Stated task
Rewrite the listing below with every "Trace" swapped for "Outline", and leave everything else unchanged.

** START Data rows **

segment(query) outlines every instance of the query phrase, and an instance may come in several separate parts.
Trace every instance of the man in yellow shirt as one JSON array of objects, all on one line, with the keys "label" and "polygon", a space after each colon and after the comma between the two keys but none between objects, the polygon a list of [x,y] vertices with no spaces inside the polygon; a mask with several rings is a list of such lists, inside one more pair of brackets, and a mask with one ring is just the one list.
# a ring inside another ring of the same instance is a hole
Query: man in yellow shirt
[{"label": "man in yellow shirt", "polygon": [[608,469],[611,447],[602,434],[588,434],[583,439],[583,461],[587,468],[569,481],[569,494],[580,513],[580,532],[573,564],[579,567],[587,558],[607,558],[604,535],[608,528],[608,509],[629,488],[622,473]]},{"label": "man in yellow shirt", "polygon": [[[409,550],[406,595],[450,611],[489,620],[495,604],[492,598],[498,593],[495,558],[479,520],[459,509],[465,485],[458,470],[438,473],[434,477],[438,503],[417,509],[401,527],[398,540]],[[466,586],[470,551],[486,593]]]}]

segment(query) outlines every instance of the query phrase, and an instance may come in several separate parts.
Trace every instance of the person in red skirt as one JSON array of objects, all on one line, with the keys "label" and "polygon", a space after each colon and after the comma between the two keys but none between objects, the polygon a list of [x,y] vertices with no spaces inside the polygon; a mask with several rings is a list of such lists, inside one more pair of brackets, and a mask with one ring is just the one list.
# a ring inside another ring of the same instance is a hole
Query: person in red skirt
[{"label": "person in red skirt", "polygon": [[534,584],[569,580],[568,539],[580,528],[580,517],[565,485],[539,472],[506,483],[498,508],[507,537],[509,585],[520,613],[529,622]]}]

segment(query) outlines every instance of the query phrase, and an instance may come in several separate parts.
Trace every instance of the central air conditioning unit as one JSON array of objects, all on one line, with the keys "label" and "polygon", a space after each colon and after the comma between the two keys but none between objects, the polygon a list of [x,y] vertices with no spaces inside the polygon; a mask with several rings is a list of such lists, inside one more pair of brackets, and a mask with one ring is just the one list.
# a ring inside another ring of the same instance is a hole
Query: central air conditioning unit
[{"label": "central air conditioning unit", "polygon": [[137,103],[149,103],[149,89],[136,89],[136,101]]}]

** END Data rows **

Solved exercise
segment(query) outlines every instance of the query phrase, and an instance may come in several separate parts.
Outline every instance of the man in yellow shirt as one JSON array of objects, all on one line, with the keys "label" and "polygon", a space after each colon and after the comma between the two keys but none between objects, the polygon a list of [x,y] vertices with no spaces inside the polygon; a mask with several rings is a list of such lists, inside one more pair of brackets, and a mask with one ring is just the one list.
# a ring inside another ring of the same instance is a hole
Query: man in yellow shirt
[{"label": "man in yellow shirt", "polygon": [[608,469],[611,447],[602,434],[588,434],[583,439],[583,461],[587,468],[569,481],[569,494],[580,513],[580,532],[573,564],[579,567],[587,558],[607,558],[604,535],[608,528],[608,509],[629,488],[622,473]]},{"label": "man in yellow shirt", "polygon": [[[409,550],[406,595],[450,611],[489,620],[495,604],[492,598],[498,593],[495,558],[479,520],[459,509],[465,485],[458,470],[438,473],[434,477],[438,503],[417,509],[401,527],[398,540]],[[466,586],[470,551],[486,593]]]}]

segment(query) outlines every instance of the query phrase, and an instance may come in several separate parts.
Outline every instance of the person in red skirt as one JSON array of objects, all on one line, with the keys "label" and "polygon", a space after each colon and after the comma between the two keys but none between objects, the polygon a list of [x,y] vertices with no spaces inside the polygon; a mask with several rings is a list of such lists, inside one more pair of brackets, and a mask with one ring is just the one list.
# a ring inside another ring of the same instance is a hole
Query: person in red skirt
[{"label": "person in red skirt", "polygon": [[534,584],[569,580],[568,539],[580,528],[580,517],[565,485],[539,472],[506,483],[498,508],[507,537],[509,585],[520,613],[529,622]]}]

segment(query) outlines every instance of the query phrase, and an instance may come in several separate parts.
Outline every instance of the central air conditioning unit as one JSON array of objects, all on one line, with the keys "label" and "polygon", a space after each colon and after the comma between the two keys but none between objects, the polygon a list of [x,y] vertices with no spaces inside the polygon; a mask with several rings is a list of such lists, inside one more pair of brackets, and a mask with one ring is just the one list.
# a ring inside another ring of the same instance is a hole
Query: central air conditioning unit
[{"label": "central air conditioning unit", "polygon": [[137,103],[149,103],[149,89],[136,89],[136,101]]}]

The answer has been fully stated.